— start INFORMATION SUPPLIED —

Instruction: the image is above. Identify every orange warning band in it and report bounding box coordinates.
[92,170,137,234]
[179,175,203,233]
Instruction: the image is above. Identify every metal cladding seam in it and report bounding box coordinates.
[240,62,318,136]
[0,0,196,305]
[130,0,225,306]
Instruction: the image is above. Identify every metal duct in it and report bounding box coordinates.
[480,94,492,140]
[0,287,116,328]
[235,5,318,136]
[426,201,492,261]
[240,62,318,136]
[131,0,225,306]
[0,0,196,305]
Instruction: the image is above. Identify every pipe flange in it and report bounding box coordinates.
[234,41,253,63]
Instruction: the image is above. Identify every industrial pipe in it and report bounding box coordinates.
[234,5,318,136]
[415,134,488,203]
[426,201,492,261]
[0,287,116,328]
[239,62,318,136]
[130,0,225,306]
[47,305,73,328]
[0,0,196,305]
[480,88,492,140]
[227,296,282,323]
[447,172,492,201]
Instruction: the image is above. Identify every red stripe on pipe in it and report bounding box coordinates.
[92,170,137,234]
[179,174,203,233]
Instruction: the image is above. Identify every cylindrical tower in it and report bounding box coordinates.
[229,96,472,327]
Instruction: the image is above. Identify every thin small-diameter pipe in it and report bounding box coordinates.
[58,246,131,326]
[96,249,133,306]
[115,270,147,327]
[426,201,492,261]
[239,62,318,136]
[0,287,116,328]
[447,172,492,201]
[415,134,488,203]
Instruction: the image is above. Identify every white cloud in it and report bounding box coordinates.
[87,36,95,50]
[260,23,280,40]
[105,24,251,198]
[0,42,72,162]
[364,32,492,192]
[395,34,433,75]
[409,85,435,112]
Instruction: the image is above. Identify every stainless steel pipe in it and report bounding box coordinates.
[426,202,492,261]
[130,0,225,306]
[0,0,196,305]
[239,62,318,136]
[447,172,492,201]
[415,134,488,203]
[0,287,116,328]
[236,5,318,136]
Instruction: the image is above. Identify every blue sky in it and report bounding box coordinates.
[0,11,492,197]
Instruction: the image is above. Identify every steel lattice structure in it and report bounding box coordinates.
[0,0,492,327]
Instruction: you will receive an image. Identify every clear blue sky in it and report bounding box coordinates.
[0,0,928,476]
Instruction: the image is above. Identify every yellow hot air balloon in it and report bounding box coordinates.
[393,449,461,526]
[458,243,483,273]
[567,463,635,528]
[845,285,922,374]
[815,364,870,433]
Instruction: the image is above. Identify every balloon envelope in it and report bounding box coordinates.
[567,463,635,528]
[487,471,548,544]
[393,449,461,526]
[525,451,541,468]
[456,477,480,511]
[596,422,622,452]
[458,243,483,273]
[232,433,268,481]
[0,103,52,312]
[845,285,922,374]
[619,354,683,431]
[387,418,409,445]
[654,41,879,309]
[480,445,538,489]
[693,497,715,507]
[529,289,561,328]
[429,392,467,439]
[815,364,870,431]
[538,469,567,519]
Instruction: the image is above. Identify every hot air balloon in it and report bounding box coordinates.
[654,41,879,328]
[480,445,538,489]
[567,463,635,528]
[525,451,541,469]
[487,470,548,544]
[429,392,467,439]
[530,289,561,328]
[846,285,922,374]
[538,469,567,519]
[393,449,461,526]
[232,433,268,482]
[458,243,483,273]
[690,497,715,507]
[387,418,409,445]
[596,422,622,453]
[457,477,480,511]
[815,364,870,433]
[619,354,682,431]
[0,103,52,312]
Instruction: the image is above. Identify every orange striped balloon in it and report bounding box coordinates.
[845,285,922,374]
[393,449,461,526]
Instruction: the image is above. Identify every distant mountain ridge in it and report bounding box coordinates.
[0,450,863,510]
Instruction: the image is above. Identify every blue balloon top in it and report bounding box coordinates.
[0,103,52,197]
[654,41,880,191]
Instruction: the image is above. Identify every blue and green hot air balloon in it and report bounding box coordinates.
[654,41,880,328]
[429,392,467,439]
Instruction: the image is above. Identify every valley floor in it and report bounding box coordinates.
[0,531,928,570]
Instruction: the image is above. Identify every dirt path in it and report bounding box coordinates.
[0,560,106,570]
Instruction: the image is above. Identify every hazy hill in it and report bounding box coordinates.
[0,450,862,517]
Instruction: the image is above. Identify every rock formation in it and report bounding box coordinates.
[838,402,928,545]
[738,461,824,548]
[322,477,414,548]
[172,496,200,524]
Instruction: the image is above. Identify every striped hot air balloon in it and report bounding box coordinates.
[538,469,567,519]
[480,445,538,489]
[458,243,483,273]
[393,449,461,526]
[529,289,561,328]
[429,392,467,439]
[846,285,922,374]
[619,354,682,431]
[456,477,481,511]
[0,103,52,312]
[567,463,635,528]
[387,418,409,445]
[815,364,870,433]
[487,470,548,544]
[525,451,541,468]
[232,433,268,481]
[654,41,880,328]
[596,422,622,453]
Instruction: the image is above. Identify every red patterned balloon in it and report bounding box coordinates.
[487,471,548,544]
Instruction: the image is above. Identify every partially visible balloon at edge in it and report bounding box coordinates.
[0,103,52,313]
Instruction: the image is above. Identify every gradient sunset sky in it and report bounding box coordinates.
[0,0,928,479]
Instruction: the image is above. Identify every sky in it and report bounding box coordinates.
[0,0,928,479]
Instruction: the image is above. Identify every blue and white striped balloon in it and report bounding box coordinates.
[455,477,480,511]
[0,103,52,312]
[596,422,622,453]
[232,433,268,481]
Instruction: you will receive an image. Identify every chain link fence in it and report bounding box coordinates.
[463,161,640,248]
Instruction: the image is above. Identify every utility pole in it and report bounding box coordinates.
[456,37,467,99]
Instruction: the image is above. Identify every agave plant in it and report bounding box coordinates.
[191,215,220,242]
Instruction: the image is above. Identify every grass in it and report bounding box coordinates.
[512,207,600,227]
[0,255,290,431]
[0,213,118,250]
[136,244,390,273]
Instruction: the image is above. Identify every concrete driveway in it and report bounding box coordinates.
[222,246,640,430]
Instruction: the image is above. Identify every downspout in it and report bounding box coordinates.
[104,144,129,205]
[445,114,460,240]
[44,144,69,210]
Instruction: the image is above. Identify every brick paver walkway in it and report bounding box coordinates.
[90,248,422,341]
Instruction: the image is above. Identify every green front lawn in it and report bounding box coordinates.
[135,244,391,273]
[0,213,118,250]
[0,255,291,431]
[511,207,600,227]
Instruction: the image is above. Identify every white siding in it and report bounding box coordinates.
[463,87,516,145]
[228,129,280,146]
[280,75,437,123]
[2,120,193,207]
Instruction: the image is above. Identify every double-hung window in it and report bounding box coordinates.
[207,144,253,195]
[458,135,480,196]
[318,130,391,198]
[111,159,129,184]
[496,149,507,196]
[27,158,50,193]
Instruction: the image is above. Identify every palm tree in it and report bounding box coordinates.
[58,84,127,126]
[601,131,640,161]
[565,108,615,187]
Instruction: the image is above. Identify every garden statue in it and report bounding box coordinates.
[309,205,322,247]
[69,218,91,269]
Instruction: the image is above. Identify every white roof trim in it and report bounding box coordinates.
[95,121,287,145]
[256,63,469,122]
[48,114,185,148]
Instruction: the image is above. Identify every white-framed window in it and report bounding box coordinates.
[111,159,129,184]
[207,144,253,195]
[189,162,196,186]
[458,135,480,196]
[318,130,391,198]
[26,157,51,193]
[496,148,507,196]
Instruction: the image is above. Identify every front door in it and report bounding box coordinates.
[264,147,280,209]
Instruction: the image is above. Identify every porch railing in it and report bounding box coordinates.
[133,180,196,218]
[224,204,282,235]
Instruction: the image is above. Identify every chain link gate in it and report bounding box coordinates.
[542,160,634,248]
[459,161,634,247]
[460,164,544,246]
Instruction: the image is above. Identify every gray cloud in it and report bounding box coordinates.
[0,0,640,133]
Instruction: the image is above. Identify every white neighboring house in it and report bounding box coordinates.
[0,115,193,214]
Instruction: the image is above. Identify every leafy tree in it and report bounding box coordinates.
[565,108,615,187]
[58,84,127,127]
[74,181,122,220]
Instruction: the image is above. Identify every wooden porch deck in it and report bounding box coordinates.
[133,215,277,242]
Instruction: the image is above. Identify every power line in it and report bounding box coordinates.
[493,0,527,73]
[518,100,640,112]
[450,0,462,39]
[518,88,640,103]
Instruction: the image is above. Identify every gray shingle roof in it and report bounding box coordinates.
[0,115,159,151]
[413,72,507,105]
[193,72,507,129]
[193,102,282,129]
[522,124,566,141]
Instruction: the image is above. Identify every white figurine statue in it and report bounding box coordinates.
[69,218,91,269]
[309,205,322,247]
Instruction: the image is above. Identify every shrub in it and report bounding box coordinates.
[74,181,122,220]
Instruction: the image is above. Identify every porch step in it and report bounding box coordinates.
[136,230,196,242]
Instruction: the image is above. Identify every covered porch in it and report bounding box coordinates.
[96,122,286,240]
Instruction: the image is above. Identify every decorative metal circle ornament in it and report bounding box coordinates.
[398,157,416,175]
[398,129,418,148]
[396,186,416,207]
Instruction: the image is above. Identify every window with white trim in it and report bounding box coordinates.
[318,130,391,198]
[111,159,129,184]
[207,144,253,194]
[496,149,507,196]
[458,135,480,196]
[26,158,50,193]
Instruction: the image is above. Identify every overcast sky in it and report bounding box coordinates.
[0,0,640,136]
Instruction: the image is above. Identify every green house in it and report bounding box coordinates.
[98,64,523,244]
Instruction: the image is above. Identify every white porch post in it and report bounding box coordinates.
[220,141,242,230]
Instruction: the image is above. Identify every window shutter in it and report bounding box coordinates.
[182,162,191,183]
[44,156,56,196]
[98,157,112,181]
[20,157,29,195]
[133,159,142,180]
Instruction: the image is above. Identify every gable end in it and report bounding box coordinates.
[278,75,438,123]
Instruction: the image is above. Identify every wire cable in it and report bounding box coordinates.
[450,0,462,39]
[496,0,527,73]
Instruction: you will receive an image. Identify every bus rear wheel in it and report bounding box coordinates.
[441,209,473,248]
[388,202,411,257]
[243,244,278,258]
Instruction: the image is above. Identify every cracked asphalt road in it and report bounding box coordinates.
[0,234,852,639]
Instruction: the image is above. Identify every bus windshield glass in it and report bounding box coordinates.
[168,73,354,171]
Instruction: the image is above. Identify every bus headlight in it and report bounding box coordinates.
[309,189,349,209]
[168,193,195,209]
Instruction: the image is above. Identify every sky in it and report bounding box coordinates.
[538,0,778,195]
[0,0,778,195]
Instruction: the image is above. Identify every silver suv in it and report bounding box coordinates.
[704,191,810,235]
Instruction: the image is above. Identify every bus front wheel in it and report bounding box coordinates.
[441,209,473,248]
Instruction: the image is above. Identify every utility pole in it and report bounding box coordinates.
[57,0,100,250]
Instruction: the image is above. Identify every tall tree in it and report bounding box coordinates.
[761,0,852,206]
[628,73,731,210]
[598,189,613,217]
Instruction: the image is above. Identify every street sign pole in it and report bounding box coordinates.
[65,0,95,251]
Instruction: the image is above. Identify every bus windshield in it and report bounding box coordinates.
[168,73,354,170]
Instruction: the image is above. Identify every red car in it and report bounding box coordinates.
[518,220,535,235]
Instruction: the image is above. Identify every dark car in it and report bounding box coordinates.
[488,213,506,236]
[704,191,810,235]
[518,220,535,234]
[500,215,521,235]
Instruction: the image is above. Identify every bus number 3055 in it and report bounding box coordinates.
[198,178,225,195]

— end INFORMATION SUPPLIED —

__WHAT TO WORK ON__: Filter the lines above and copy out every one that contains the word "wheel".

__TASK RESPONSE__:
Instruction: you will receive an image. Identify every bus rear wheel in it and report bounding box coordinates.
Instruction: the image is above. Identify every bus front wheel in it and report bounding box coordinates.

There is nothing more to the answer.